STATED EXERCISE:
Can the data below be set down again exactly, line for line?

STORED ROWS:
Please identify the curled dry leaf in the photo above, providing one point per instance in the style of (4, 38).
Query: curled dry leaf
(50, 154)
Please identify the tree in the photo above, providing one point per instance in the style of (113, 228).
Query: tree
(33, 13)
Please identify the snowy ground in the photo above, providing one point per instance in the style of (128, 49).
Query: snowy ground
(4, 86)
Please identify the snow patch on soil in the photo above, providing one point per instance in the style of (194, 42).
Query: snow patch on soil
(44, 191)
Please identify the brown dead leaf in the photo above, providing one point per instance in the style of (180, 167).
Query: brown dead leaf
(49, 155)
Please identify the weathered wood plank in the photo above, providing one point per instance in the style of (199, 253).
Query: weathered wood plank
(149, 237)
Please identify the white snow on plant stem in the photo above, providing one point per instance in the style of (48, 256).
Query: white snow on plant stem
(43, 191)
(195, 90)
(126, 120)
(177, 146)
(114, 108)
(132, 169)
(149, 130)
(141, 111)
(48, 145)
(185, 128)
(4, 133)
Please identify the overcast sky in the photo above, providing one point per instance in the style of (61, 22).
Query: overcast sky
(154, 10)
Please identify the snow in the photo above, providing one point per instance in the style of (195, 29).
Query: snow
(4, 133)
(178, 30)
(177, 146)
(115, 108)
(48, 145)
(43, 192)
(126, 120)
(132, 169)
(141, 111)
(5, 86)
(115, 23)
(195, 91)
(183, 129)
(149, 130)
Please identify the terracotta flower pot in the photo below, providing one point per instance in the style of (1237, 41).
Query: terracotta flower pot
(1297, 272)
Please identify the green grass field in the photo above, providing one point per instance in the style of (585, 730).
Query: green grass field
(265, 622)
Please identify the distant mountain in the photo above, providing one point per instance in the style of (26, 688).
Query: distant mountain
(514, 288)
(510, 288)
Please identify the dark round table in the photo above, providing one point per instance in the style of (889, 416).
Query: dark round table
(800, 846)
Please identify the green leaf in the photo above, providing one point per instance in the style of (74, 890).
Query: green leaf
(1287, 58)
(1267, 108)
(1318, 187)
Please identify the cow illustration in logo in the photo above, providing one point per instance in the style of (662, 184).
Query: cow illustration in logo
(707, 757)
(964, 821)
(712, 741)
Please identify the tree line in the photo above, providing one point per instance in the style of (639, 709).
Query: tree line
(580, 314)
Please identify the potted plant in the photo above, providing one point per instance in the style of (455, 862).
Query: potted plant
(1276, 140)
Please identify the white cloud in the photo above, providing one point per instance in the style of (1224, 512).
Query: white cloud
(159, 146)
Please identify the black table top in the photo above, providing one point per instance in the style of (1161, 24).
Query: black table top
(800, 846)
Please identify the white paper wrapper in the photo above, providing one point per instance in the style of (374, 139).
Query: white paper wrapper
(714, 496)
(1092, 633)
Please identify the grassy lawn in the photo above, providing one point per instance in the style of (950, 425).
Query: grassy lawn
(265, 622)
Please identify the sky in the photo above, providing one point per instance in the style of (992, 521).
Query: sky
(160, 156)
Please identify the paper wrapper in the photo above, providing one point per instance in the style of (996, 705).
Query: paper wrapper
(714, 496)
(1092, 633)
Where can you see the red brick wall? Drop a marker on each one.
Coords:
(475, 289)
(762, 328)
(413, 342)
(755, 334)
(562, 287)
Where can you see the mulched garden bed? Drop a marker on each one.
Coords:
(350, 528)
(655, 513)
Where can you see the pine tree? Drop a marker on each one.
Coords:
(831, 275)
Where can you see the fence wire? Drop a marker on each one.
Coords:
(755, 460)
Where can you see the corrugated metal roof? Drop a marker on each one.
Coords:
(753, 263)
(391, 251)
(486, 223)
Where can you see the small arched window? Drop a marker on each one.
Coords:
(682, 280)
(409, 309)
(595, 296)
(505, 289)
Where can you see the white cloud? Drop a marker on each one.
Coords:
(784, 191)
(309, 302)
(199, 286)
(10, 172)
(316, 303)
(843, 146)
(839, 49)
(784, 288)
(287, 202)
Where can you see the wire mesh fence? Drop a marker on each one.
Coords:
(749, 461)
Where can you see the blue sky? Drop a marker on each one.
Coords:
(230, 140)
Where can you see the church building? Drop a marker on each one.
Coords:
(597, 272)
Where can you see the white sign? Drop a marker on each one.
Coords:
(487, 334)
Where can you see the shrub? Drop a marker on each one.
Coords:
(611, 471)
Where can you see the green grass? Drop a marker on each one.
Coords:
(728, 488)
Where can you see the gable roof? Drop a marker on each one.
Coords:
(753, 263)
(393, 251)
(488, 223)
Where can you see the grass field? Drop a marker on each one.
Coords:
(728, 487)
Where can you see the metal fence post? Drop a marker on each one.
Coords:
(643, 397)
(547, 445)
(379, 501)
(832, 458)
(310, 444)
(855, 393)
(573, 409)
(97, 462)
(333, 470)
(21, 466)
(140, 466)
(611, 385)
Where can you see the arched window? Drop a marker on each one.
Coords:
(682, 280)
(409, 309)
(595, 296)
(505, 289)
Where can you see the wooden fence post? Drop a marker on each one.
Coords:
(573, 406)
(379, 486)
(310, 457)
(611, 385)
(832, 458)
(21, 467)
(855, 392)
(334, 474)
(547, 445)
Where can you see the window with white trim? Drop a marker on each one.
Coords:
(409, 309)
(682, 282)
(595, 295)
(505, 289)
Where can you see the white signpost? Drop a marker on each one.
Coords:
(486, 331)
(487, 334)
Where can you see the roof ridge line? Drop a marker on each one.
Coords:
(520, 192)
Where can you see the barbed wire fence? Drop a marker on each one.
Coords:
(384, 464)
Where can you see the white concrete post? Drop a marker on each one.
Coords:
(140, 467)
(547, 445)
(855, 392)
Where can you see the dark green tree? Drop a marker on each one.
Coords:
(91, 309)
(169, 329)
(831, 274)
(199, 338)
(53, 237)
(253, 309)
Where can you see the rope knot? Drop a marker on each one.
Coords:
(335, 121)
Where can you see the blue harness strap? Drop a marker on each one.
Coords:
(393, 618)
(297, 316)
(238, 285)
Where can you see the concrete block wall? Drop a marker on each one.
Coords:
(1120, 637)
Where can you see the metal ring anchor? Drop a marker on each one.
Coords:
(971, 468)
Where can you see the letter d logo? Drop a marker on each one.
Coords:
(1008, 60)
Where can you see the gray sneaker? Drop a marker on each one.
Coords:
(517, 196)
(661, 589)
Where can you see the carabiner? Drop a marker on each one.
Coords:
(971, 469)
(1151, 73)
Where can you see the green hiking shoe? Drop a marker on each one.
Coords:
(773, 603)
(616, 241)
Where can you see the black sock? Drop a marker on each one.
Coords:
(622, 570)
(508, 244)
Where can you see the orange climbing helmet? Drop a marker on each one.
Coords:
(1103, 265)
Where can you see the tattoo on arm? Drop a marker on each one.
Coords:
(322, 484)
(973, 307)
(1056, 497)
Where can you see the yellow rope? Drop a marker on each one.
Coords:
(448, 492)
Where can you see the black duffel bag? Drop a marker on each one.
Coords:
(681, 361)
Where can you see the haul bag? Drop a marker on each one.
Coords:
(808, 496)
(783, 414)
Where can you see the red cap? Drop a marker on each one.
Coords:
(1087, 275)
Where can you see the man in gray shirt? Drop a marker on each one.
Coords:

FULL ANSWER:
Please identify the curled dry leaf in the photo above, providing one point per instance in the style of (4, 38).
Query: curled dry leaf
(50, 154)
Please identify the tree in the photo above, providing one point per instance in the style of (113, 228).
Query: tree
(33, 13)
Please identify the snowy ground in the photo above, providing one point per instance in the style of (128, 49).
Query: snowy ground
(4, 86)
Please identify the snow patch on soil in the photo above, providing one point per instance in the style of (194, 42).
Query: snow patch on soil
(44, 191)
Please identify the brown dead leaf in the photo above, providing one point per instance in the style of (180, 167).
Query: brown dead leaf
(49, 155)
Please identify the weathered wood plank in the photo above, providing one point per instance in the style of (199, 253).
Query: weathered wood plank
(149, 237)
Please identify the white snow on plant stem in the photo above, providing one point per instance in the style of (48, 256).
Query: white snow on plant stem
(43, 191)
(195, 90)
(126, 120)
(177, 146)
(114, 108)
(132, 169)
(149, 130)
(141, 111)
(48, 145)
(185, 128)
(4, 133)
Please identify the overcast sky in the photo above, providing one point per instance in the style of (61, 22).
Query: overcast sky
(154, 10)
Please identify the snow in the photo above, providing one point per instance in the style of (195, 29).
Query: snow
(4, 133)
(178, 30)
(177, 146)
(115, 108)
(48, 145)
(43, 192)
(126, 120)
(132, 169)
(141, 111)
(5, 86)
(115, 23)
(195, 91)
(183, 129)
(149, 130)
Please identify the terracotta flower pot in the photo below, providing one point per instance in the style of (1237, 41).
Query: terracotta flower pot
(1297, 272)
Please identify the green grass field in the photo above, providing one point per instance in the style of (585, 730).
Query: green grass field
(265, 622)
Please identify the distant mountain in the photo above, providing one point per instance in the style of (26, 688).
Query: distant mountain
(514, 288)
(510, 288)
Please identify the dark round table in the photo above, providing one point per instance in the style of (889, 416).
Query: dark round table
(800, 846)
Please identify the green leaf in the photo above, providing one point per instance in the style of (74, 890).
Query: green leaf
(1287, 58)
(1267, 108)
(1318, 187)
Please identify the cow illustration in logo in the photo above, providing one point per instance in the style of (662, 184).
Query: cow illustration in logo
(707, 757)
(964, 821)
(712, 741)
Please identify the tree line in the photo above, providing one point per instance in the style of (639, 709).
Query: tree line
(580, 314)
Please identify the potted plant in the photo above, providing one point per instance in the style of (455, 862).
Query: potted plant
(1276, 140)
Please identify the white cloud in the photo above, providing one point per instance in the style of (1224, 512).
Query: white cloud
(159, 146)
Please identify the black table top in the photo above, providing one point per instance in the style of (1161, 24).
Query: black table top
(800, 846)
Please identify the white paper wrapper in the photo above, providing one point per instance in the style of (374, 139).
Query: white paper wrapper
(714, 496)
(1092, 633)
Please identify the grassy lawn in the photo above, providing one point per instance in the style of (950, 425).
Query: grassy lawn
(265, 622)
Please identify the sky in the photo above, providing one point per instance in the style of (992, 521).
Query: sky
(160, 156)
Please identify the paper wrapper in the photo above, providing one point per instance in the style of (996, 705).
Query: paper wrapper
(714, 496)
(1092, 633)
Where can you see the red brick wall? Drop a marker on each one.
Coords:
(475, 289)
(762, 328)
(413, 342)
(755, 334)
(562, 287)
Where can you see the mulched garden bed? Drop a marker on each one.
Coords:
(350, 528)
(655, 513)
Where can you see the pine tree? Drop a marker on each one.
Coords:
(831, 275)
Where can you see the fence wire? Drop a marker on each one.
Coords:
(755, 460)
Where can you see the corrugated metal roof? Drop a marker on each one.
Coords:
(753, 263)
(391, 251)
(486, 223)
Where can you see the small arched window? Drop a marker on each one.
Coords:
(682, 280)
(409, 309)
(595, 296)
(505, 289)
Where can you see the white cloud? Drop a marker on each one.
Coords:
(784, 191)
(309, 302)
(199, 286)
(10, 172)
(316, 303)
(843, 146)
(839, 49)
(784, 288)
(287, 202)
Where can you see the wire mesh fence? Drop a marker on each one.
Coords:
(749, 461)
Where can you see the blue sky? Drop a marker on each one.
Coords:
(230, 140)
Where can you see the church building? Drop a marker on each one.
Coords:
(597, 272)
Where can you see the white sign? Drop a marker on each one.
Coords:
(487, 334)
Where can you see the shrub? Drop a marker on each one.
Coords:
(611, 471)
Where can you see the green grass? Drop a marker on each one.
Coords:
(728, 488)
Where can you see the gable roof? Drop a marker on each one.
Coords:
(753, 263)
(393, 251)
(488, 223)
Where can you see the grass field? Drop a marker on each one.
Coords:
(728, 487)
Where can you see the metal fence post? Drop a marker on each one.
Coords:
(643, 397)
(547, 445)
(379, 501)
(832, 458)
(310, 444)
(855, 393)
(573, 409)
(97, 462)
(333, 470)
(21, 466)
(140, 466)
(611, 385)
Where can you see the arched window? Drop a marker on each one.
Coords:
(682, 280)
(409, 309)
(595, 296)
(505, 289)
Where can you see the wooden fence post? Drop a marker on each one.
Coords:
(573, 406)
(379, 486)
(310, 457)
(611, 385)
(832, 458)
(21, 467)
(855, 392)
(334, 474)
(547, 445)
Where can you see the window with white trim? Drop a marker on each one.
Coords:
(409, 309)
(682, 282)
(595, 295)
(505, 289)
Where can you see the white signpost? Drop a marker on each one.
Coords:
(486, 331)
(487, 334)
Where can you see the roof ridge line? Drop a marker on each one.
Coords:
(520, 192)
Where can you see the barbed wire fence? Drop a marker on each one.
Coords:
(384, 464)
Where can you see the white concrete post? Drop a marker on each one.
Coords:
(140, 467)
(547, 445)
(855, 392)
Where can you see the dark green tree? Drop a marker on each one.
Coords:
(91, 309)
(169, 329)
(831, 274)
(199, 338)
(53, 237)
(253, 309)
Where can you see the rope knot? Drop a marker on each one.
Coords:
(335, 121)
Where can you see the blue harness strap? Drop a marker on each one.
Coords:
(393, 618)
(297, 316)
(238, 285)
Where can you see the concrete block wall? Drop a marker on each one.
Coords:
(1120, 637)
Where can you see the metal ring anchor? Drop a marker on each one.
Coords:
(971, 468)
Where can you see the letter d logo? Drop a marker on each one.
Coords:
(1008, 60)
Where can you see the gray sneaker? Drop a marker on each one.
Coords:
(517, 196)
(661, 589)
Where can you see the carabiner? Drop a marker on each one.
Coords:
(971, 469)
(1151, 73)
Where can you see the green hiking shoe? Drop a marker on each one.
Coords:
(773, 603)
(616, 241)
Where can you see the black sock? Drop a marker on each one.
Coords:
(622, 570)
(508, 244)
Where can you see the orange climbing helmet? Drop a marker on each one.
Coords:
(1103, 265)
Where can you see the tattoo on arm? Drop a marker on each one.
Coords:
(322, 484)
(973, 307)
(1056, 497)
Where can you see the yellow rope? Drop a marker on each one.
Coords:
(448, 492)
Where can you see the black duffel bag? Drop a marker on each one.
Coords:
(681, 361)
Where can you see the haul bag? Drop a marker on each one.
Coords:
(808, 496)
(783, 414)
Where can you see the red cap? Drop a marker on each one.
Coords:
(1087, 275)
Where can you see the man in gray shirt? Drop a marker on each one.
Coords:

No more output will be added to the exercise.